→ **EXERCISE**:
Which lines in the listing below contain the word "bush"? Pick out each of them and copy it.

Point annotation dataset listing:

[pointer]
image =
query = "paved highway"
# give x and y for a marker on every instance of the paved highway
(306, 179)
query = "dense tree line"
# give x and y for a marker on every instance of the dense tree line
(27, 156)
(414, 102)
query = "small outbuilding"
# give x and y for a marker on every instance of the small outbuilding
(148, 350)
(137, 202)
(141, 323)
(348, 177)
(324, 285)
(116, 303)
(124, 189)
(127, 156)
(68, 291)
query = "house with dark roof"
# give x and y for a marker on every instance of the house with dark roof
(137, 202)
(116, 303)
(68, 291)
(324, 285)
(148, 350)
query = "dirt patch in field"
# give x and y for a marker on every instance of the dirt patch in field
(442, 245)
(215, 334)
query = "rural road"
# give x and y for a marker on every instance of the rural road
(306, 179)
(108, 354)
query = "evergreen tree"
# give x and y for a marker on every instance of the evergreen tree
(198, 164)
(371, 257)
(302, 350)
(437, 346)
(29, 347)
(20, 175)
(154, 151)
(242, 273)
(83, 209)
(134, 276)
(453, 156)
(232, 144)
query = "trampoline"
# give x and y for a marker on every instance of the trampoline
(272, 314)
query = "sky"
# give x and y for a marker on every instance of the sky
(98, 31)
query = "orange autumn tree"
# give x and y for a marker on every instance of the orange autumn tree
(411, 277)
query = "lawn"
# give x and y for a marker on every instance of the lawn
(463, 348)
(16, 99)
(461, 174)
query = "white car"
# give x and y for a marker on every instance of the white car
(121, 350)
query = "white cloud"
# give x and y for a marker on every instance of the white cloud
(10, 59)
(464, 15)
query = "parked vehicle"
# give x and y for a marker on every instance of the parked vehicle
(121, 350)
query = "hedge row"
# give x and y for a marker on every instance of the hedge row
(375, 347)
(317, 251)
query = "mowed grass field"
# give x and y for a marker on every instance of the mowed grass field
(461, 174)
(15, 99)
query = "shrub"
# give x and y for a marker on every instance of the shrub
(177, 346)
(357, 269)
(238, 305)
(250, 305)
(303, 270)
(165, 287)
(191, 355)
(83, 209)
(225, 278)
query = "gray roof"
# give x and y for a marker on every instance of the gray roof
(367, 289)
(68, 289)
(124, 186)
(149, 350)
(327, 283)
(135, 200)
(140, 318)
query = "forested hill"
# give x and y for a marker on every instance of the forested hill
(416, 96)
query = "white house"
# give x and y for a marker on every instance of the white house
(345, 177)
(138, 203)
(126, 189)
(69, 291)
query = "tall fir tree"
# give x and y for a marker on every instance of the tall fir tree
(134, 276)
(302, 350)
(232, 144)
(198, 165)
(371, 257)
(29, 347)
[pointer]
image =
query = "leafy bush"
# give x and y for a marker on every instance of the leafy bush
==
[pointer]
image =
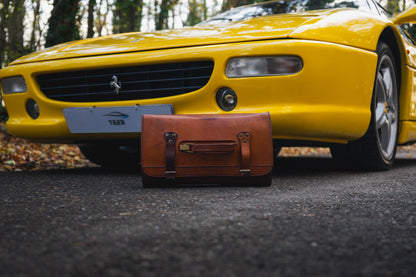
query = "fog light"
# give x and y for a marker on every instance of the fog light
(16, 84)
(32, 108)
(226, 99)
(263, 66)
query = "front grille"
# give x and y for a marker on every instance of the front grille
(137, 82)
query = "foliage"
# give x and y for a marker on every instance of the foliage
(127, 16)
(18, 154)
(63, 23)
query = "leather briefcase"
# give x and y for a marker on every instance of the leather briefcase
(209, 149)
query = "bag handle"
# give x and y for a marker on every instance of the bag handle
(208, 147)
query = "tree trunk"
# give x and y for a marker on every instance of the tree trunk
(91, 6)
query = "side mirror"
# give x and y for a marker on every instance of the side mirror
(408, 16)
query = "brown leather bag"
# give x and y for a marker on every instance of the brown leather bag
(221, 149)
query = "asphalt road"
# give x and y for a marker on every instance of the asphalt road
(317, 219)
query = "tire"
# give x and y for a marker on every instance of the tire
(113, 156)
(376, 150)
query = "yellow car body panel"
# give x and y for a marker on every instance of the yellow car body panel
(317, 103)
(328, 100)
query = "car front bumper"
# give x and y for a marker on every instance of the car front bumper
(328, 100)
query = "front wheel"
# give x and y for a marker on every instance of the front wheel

→ **EXERCISE SOLUTION**:
query = "leafy bush"
# give x and y for a marker on every instance of the leafy bush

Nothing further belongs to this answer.